* [EXERCISE OBJECTIVE]
Copy every line exactly, starting with the line containing "Target: piling cap" and continuing through the last line of the items. Leave out the pictures.

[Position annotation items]
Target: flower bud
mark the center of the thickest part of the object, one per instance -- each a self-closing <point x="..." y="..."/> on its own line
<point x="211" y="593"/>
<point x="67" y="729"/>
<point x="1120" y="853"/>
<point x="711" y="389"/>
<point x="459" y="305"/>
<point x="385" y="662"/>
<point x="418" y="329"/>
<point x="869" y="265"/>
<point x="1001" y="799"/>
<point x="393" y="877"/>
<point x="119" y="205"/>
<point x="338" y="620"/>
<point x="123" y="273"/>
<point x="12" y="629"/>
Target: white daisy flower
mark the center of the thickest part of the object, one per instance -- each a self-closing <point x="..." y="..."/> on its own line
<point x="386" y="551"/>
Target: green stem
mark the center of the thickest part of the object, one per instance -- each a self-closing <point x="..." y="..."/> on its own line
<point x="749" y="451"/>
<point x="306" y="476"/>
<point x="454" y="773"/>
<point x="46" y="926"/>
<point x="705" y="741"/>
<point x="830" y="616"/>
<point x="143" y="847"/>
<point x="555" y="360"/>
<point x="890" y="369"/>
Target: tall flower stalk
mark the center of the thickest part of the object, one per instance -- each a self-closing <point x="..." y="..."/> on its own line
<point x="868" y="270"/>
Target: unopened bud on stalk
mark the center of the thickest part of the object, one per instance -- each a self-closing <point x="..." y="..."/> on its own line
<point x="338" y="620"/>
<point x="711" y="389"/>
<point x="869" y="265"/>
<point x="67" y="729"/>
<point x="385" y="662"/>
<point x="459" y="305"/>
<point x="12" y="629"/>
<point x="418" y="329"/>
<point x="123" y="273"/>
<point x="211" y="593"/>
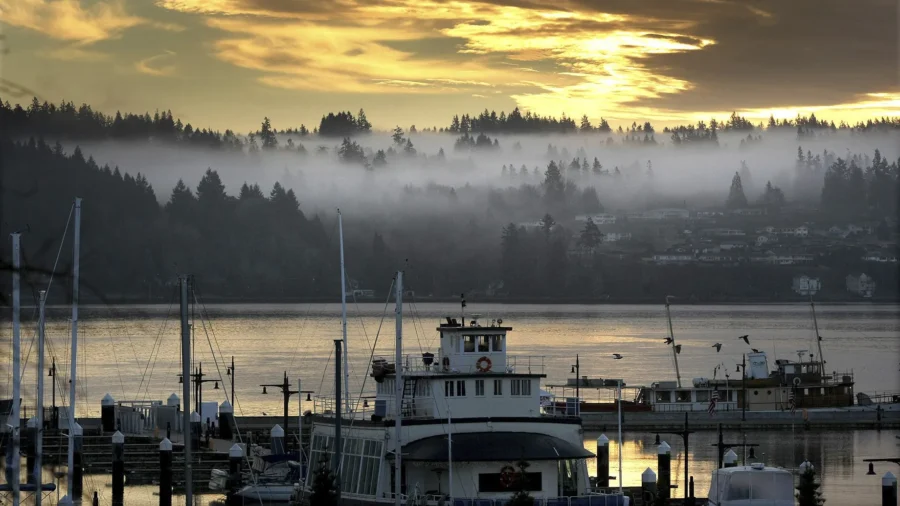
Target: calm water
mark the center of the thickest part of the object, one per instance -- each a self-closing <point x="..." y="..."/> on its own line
<point x="133" y="353"/>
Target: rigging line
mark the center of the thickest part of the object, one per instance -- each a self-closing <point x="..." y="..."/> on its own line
<point x="372" y="353"/>
<point x="204" y="310"/>
<point x="157" y="346"/>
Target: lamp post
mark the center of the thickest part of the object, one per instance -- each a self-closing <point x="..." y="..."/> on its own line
<point x="198" y="381"/>
<point x="286" y="393"/>
<point x="229" y="371"/>
<point x="577" y="370"/>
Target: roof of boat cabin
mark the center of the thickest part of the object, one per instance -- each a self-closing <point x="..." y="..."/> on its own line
<point x="493" y="446"/>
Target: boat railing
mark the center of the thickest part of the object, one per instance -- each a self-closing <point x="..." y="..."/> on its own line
<point x="585" y="500"/>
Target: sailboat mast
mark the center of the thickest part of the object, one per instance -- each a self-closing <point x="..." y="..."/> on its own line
<point x="672" y="336"/>
<point x="344" y="318"/>
<point x="39" y="436"/>
<point x="398" y="390"/>
<point x="74" y="354"/>
<point x="15" y="417"/>
<point x="186" y="391"/>
<point x="818" y="337"/>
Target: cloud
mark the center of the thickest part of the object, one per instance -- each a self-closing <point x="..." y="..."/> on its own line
<point x="72" y="21"/>
<point x="150" y="66"/>
<point x="657" y="58"/>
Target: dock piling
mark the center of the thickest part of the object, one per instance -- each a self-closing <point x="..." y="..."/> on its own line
<point x="277" y="436"/>
<point x="77" y="470"/>
<point x="664" y="465"/>
<point x="165" y="473"/>
<point x="889" y="489"/>
<point x="648" y="486"/>
<point x="226" y="420"/>
<point x="603" y="461"/>
<point x="118" y="469"/>
<point x="108" y="413"/>
<point x="235" y="458"/>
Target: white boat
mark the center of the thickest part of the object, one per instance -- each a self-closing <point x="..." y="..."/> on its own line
<point x="466" y="417"/>
<point x="753" y="485"/>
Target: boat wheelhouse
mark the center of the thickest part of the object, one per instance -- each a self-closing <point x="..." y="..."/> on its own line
<point x="468" y="416"/>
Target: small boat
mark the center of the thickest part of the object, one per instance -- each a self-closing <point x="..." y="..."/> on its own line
<point x="753" y="485"/>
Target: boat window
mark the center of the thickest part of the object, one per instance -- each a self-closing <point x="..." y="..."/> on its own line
<point x="739" y="486"/>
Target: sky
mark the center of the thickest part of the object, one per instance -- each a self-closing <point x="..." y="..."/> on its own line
<point x="227" y="63"/>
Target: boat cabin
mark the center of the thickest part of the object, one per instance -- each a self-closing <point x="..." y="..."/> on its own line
<point x="753" y="485"/>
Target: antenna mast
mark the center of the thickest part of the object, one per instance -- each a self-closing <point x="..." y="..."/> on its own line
<point x="818" y="337"/>
<point x="672" y="336"/>
<point x="344" y="319"/>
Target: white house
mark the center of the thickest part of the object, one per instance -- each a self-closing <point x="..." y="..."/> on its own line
<point x="805" y="285"/>
<point x="860" y="284"/>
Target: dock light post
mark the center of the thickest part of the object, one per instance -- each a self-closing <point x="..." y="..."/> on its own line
<point x="198" y="381"/>
<point x="229" y="371"/>
<point x="286" y="393"/>
<point x="576" y="369"/>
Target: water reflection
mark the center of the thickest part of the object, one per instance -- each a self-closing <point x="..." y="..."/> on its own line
<point x="838" y="457"/>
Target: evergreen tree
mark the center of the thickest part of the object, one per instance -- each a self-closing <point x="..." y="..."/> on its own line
<point x="736" y="197"/>
<point x="553" y="183"/>
<point x="591" y="237"/>
<point x="808" y="493"/>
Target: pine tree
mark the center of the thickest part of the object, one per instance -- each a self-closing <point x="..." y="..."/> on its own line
<point x="736" y="197"/>
<point x="808" y="493"/>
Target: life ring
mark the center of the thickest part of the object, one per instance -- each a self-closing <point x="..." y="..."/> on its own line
<point x="507" y="476"/>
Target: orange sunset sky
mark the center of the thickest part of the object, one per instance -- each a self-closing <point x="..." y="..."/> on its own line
<point x="228" y="63"/>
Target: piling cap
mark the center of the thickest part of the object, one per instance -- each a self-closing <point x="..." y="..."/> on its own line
<point x="664" y="449"/>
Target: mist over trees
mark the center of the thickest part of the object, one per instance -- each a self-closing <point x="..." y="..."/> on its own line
<point x="485" y="206"/>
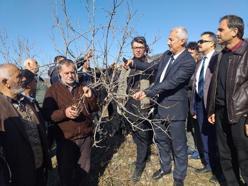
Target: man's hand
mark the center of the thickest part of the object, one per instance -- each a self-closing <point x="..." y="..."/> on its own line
<point x="211" y="119"/>
<point x="246" y="129"/>
<point x="127" y="64"/>
<point x="139" y="95"/>
<point x="71" y="112"/>
<point x="87" y="92"/>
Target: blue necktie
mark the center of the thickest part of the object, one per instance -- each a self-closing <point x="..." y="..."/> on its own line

* [ANSWER TO THIS PROBLEM]
Target: piling cap
mark the center of the thickest part of the object, one per instance -- each a self-closing <point x="..." y="..."/> on its own line
<point x="664" y="449"/>
Target: mist over trees
mark the center of the thickest part of the object, one per instance -- each a self-closing <point x="..." y="..."/> on its own line
<point x="485" y="206"/>
Target: man's hand
mark the center of the thickest part of the object, one per instance -- each a self-closing <point x="..." y="..."/> on its own line
<point x="211" y="119"/>
<point x="246" y="129"/>
<point x="127" y="64"/>
<point x="139" y="95"/>
<point x="71" y="112"/>
<point x="87" y="92"/>
Target: blue necktie
mark the center of the thickest part of the object, one per instance -- each a self-closing <point x="..." y="..."/> on its own line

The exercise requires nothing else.